─── DATA FOR ANALYSIS

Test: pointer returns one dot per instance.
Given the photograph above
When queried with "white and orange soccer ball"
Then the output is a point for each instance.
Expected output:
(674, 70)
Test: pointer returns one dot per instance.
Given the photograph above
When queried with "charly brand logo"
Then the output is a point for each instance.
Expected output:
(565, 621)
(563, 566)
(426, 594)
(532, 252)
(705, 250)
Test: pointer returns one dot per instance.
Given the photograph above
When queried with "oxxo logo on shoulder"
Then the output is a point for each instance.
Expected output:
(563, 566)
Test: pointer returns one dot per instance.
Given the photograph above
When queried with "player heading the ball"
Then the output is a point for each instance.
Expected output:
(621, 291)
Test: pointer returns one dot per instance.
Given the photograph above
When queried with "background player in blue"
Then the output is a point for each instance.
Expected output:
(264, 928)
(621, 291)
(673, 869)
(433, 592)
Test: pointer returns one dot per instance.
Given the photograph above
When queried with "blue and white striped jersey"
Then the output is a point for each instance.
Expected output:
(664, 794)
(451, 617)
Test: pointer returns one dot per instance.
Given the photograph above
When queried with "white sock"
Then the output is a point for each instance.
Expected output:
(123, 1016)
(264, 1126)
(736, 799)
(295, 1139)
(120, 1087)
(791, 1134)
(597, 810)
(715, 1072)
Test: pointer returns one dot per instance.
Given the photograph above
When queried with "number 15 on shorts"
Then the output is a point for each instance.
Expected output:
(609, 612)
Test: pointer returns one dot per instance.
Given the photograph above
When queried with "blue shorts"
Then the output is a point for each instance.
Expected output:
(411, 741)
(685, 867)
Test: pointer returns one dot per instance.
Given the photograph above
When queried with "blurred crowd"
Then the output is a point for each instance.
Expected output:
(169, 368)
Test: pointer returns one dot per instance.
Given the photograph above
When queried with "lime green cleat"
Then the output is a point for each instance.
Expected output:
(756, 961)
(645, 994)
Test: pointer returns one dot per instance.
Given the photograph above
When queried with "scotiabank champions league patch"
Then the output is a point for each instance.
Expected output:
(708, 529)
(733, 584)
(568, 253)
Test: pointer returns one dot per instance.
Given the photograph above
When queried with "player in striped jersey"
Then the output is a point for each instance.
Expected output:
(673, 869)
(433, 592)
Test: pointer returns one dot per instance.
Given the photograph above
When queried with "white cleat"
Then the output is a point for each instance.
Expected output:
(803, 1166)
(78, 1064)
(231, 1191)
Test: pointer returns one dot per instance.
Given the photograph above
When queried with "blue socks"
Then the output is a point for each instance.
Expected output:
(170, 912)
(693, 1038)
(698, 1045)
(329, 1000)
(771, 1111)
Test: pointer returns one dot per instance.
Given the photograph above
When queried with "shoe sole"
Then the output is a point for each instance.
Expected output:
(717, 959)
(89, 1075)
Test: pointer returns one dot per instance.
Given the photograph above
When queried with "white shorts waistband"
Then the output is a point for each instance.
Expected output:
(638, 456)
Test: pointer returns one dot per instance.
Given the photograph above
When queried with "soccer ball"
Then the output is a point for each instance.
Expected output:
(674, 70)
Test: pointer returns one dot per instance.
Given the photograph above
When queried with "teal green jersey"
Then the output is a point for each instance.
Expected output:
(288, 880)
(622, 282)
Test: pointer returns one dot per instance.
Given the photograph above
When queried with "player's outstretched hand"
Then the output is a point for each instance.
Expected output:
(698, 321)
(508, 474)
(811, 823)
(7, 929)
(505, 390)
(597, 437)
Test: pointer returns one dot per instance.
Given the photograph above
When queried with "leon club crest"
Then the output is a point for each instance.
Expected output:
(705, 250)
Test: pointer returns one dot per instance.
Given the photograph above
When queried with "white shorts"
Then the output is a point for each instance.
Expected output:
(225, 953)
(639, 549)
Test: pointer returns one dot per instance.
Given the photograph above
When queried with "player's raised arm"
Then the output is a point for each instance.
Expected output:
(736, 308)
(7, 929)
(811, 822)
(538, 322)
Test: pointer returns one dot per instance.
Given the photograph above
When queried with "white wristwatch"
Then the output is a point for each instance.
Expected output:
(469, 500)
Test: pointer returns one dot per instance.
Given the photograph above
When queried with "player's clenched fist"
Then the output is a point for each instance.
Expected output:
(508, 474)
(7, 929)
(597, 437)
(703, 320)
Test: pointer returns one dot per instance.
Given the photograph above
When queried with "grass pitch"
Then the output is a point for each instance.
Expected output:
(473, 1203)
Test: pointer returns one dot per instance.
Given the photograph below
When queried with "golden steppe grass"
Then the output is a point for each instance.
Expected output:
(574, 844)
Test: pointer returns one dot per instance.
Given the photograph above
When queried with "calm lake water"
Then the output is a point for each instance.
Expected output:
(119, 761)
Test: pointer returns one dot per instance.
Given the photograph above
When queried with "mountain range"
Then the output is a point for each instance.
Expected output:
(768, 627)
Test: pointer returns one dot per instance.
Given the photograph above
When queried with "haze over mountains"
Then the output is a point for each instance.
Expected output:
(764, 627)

──────

## EXERCISE INSTRUCTIONS
The answer must be every line from the entries above that holds the string "ball".

## EXPECTED ANSWER
When queried with "white and orange soccer ball"
When queried with "player heading the ball"
When queried with "soccer ball"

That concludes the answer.